WORK INSTRUCTIONS: All of the data below must be reproduced word for word, but without its images.

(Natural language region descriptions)
——
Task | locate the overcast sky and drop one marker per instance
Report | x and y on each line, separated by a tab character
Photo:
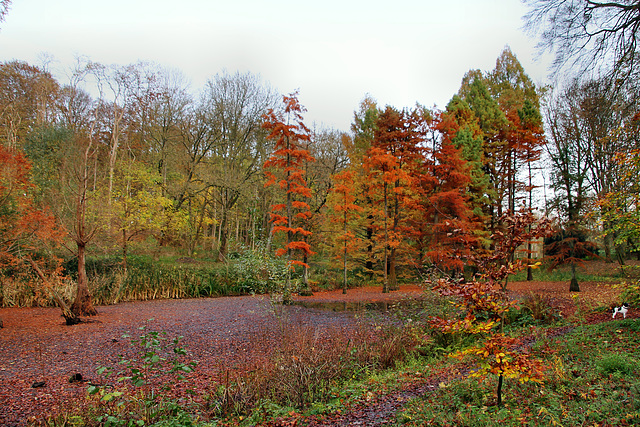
334	51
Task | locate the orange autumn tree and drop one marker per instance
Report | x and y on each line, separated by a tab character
26	230
448	231
285	168
344	211
391	162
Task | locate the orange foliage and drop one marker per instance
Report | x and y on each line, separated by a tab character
24	227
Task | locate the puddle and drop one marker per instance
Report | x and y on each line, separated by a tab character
348	306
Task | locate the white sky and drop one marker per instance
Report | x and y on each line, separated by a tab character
335	51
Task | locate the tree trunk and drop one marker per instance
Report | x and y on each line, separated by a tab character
344	256
223	237
82	305
393	277
499	391
574	286
385	285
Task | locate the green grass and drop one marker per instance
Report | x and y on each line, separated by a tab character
592	379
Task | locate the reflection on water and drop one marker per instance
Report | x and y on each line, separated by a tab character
348	306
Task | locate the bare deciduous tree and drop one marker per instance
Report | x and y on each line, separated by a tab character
587	34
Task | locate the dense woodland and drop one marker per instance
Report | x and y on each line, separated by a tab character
120	161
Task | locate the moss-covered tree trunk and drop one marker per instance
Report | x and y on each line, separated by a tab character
82	305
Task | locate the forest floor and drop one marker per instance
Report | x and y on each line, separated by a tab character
221	334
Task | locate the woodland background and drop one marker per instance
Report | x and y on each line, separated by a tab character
126	165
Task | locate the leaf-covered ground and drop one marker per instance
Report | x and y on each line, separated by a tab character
221	334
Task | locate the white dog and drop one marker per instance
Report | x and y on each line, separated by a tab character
622	309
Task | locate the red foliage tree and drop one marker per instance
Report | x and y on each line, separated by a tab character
395	155
484	301
448	221
286	168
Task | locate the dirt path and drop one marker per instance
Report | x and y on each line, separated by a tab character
220	333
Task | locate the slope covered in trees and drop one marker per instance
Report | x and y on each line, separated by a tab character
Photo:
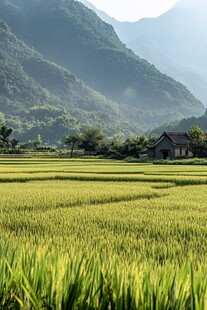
174	42
184	124
73	36
39	96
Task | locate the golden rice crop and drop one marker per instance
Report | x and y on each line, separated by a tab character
118	229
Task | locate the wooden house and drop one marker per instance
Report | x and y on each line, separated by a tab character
171	145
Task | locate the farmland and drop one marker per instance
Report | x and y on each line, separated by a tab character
100	234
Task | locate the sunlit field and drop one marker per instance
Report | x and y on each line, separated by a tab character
101	234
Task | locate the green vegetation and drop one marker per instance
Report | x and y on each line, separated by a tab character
184	124
37	96
102	234
90	48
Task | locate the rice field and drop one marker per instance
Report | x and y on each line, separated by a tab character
101	234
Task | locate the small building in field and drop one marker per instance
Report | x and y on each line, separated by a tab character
171	145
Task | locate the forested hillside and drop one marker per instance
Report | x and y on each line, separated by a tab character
184	124
38	96
174	42
71	35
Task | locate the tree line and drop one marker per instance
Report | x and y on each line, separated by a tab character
93	141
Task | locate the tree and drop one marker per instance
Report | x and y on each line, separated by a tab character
91	139
14	143
37	142
135	147
72	141
5	133
198	144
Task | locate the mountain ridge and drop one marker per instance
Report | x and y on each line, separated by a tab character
70	35
37	95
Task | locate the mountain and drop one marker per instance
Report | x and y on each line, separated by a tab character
38	96
174	42
71	35
183	125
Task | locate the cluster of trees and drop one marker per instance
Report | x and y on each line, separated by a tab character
92	140
5	141
198	144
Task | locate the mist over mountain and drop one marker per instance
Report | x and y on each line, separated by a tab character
174	42
72	37
39	96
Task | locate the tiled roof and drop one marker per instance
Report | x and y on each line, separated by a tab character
181	138
176	138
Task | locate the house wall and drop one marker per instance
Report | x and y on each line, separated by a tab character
183	155
165	144
151	153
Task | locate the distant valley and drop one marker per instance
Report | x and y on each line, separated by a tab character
63	68
174	42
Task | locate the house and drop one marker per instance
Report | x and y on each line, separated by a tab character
171	145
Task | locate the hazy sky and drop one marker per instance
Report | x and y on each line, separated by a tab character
133	10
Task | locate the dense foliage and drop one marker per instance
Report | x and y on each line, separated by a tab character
184	124
38	96
73	36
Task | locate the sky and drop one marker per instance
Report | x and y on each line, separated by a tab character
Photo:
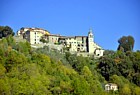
109	19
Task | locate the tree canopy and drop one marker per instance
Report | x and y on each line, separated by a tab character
6	31
126	43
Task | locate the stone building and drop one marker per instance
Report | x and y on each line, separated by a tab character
33	35
84	45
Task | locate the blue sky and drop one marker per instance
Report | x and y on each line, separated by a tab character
109	19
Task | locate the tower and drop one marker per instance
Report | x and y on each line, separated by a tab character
90	41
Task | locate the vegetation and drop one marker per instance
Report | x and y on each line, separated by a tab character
28	71
5	31
126	43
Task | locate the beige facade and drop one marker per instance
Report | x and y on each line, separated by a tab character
77	44
33	35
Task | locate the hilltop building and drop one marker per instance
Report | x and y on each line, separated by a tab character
82	45
111	86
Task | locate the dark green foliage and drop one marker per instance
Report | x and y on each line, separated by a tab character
33	72
126	43
28	71
6	31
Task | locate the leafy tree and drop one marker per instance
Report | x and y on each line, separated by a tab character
126	43
6	31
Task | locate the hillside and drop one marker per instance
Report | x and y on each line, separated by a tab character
28	71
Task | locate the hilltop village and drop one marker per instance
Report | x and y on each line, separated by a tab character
80	45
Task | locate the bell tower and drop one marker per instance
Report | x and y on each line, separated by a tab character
90	41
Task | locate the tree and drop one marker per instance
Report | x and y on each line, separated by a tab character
6	31
126	43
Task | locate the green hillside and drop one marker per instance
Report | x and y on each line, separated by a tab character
28	71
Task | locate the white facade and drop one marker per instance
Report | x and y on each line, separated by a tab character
72	43
111	86
75	44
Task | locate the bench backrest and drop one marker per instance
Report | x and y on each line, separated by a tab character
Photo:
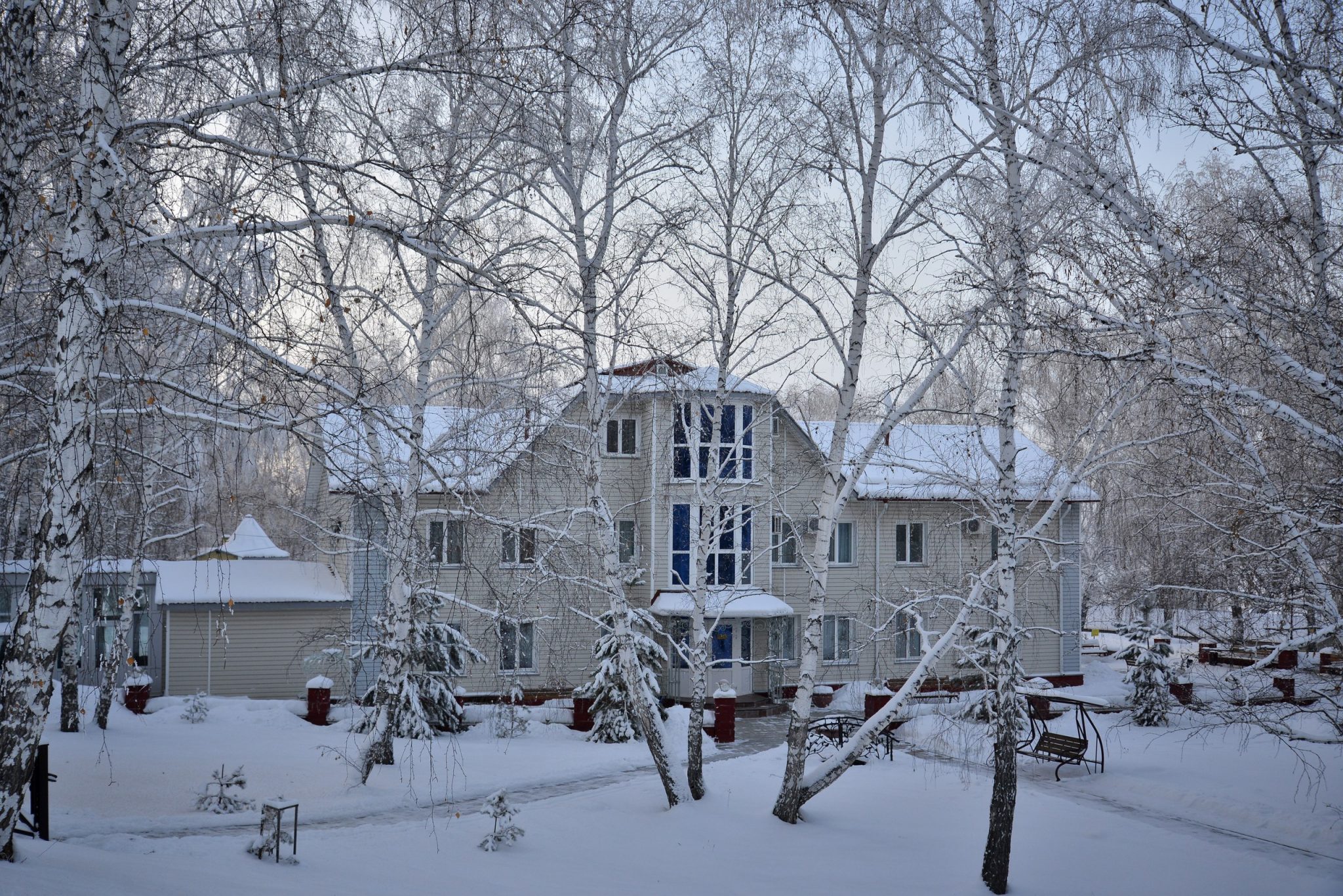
1061	745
——
EXPECTED OUTPUT:
Task | locate the overcast sky and drop one marker per instance
Report | x and y on each line, separated by a tab character
Photo:
334	51
Task | locate the orange autumn tree and drop one marker per instance
Report | x and y on each line, separated by a tab character
26	230
448	231
285	168
344	211
391	162
Task | locate the orange foliage and drop one marker per instance
Report | x and y on each line, separated by a tab character
24	227
Task | locate the puddle and drop one marker per instance
Report | x and y on each line, separated by a tab character
348	306
Task | locate the white sky and drop one marker per instance
Report | x and y on each line, separated by a tab character
335	51
Task | locate the tree trunk and drop one marker per instance
Report | x and y on each line, separated by a tab character
344	256
223	237
82	305
393	277
499	391
574	286
385	285
Task | locate the green grass and drop one marker per instance
Report | x and y on each line, separated by a tab character
592	379
Task | locate the reflection on water and drop one marker per instance
Report | x and y on each line, separated by a tab character
348	306
Task | locate the bare deciduous tree and drop one marker per instance
Report | x and y on each line, separated by a tab character
587	34
Task | locate the dense woodland and drop one marker per instance
Report | x and y on each line, separated by a tab character
120	161
Task | locate the moss-covered tree trunk and drop one marker per instance
Report | x and y on each line, separated by a tab character
82	305
Task | locate the forest floor and drop one marker per instance
Report | x and y on each line, separated by a tab character
221	334
Task | locate the woodland background and drop one marker per instance
Report | x and y on each line, separated by a tab character
126	165
Task | locate the leaf-covered ground and drop one marker per instance
Report | x and y on each line, separated by a tab character
221	334
Task | locate the white dog and drop one marker per instance
Report | x and y on each line, separated by a tab character
622	309
Task | locate the red foliage tree and drop one marker per instance
Report | x and y on each line, separated by a tab character
395	155
484	301
448	221
286	168
Task | locate the dirt path and drop one marker per instance
Report | x and y on each line, separated by a tab character
220	333
Task | locate the slope covered in trees and drop one marker per instance
Report | x and y on each line, separated by a tab character
Photo:
174	42
184	124
73	36
39	96
Task | locate the golden rice crop and drop one marker per instance
Report | x and y on each line, separated by a tab character
118	229
Task | locate the wooden house and drop one marker per instance
Report | x and y on each line, separated by a tab character
171	145
Task | locate the farmland and drop one marker per instance
Report | x and y on each line, separated by a tab character
100	234
Task | locate the sunlit field and drop one marker per instance
Report | x and y on each line, separated by a tab character
101	234
Task | locate the green vegetation and drop one marker per instance
Report | x and y on each line, separated by a tab character
184	124
37	96
102	234
90	48
Task | locate the rice field and drop one marker per instance
Report | x and y on each line, separated by a tab character
101	234
Task | locate the small building in field and drop one marker per instance
Report | x and y on each line, separated by a tab character
171	145
Task | locate the forested hillside and drop one marker per instance
Report | x and y on each line, separated by a tab character
184	124
38	96
174	42
71	35
Task | locate the tree line and drop one marker per instance
Report | x and y on each line, separated by a tab character
93	141
Task | locate the tree and drop one marker per instance
Report | x and y on each line, separated by a tab character
91	139
14	143
37	142
135	147
72	141
5	133
198	144
Task | locate the mountain ridge and drop one marker per instance
Report | x and y on each line, separated by a tab character
70	35
37	95
Task | locate the mountain and drop one marker per instance
Report | x and y on each line, separated by a tab character
38	96
174	42
71	35
183	125
Task | locate the cluster of trees and drop one marker per instance
Report | x and y on each line, separated by a tab character
92	140
5	141
198	144
Task | locate the mist over mountain and drop one marker per instance
Report | x and y on each line, separated by a tab character
174	42
72	37
39	96
Task | locate the tiled roof and drop one marker per instance
Report | x and y on each line, separated by a tab character
181	138
176	138
Task | locate the house wall and drop one marker per instance
Report | x and y on each line, separated by a tab character
183	155
165	144
151	153
Task | locate the distant valley and drop one marker per instance
Report | x and y on each line, separated by a tab character
63	68
174	42
Task | locate the house and drop one marker per instance
Report | x and y on each line, separated by a tab character
171	145
Task | locate the hazy sky and drop one marker per instance
Report | x and y on each line, separated by a tab character
133	10
Task | locate the dense foliage and drop one marker per instance
Report | x and y on each line, separated by a tab character
184	124
38	96
73	36
Task | locate the sky and drop one marker per instance
Report | x and y on each line, separated by a tab character
Photo:
109	19
Task | locate the tree canopy and drop one marker per instance
Report | x and y on each line, separated by a tab character
6	31
126	43
Task | locate the stone building and drop one marker per instance
Report | x and y on each line, separated by a tab character
33	35
84	45
Task | locate the blue sky and drop one marker per instance
Report | x and y on each line, separated by a tab character
109	19
Task | locate the tower and drop one marker per instance
Report | x and y on each line, separated by a tab character
90	41
Task | locate the vegetation and drop one marker per instance
Report | x and y on each line, separated by a tab character
28	71
5	31
126	43
Task | locate the beige facade and drop one marker per instance
Report | x and y on each line, separated by a tab character
77	44
33	35
Task | locate the hilltop building and drop one marker per instance
Report | x and y on each line, separated by a tab character
82	45
111	86
Task | locate the dark green foliage and drop one marker per instance
Report | x and y on each line, separated by a tab character
33	72
126	43
28	71
6	31
Task | locate the leafy tree and drop one marker per instance
Report | x and y on each line, separated by a tab character
126	43
6	31
Task | locate the hillside and drop one marker per instance
Report | x and y on each line, separated by a tab character
28	71
Task | locate the hilltop village and drop one marker per instance
Report | x and y on each line, separated by a tab character
80	45
Task | locate the bell tower and drop one marker per instance
Report | x and y on each line, separated by a tab character
90	41
Task | locate the tree and drop one marker per instance
Report | x and y on each line, separated by a tab character
6	31
126	43
Task | locate the green hillside and drop one marker per instance
Report | x and y on each line, separated by a tab character
28	71
Task | locate the white facade and drop one marker per instance
Report | x and y on each line, separated by a tab character
72	43
111	86
75	44
Task | locate the bench backrest and drop one marker per instance
Report | x and y on each line, separated by a tab character
Photo:
1061	745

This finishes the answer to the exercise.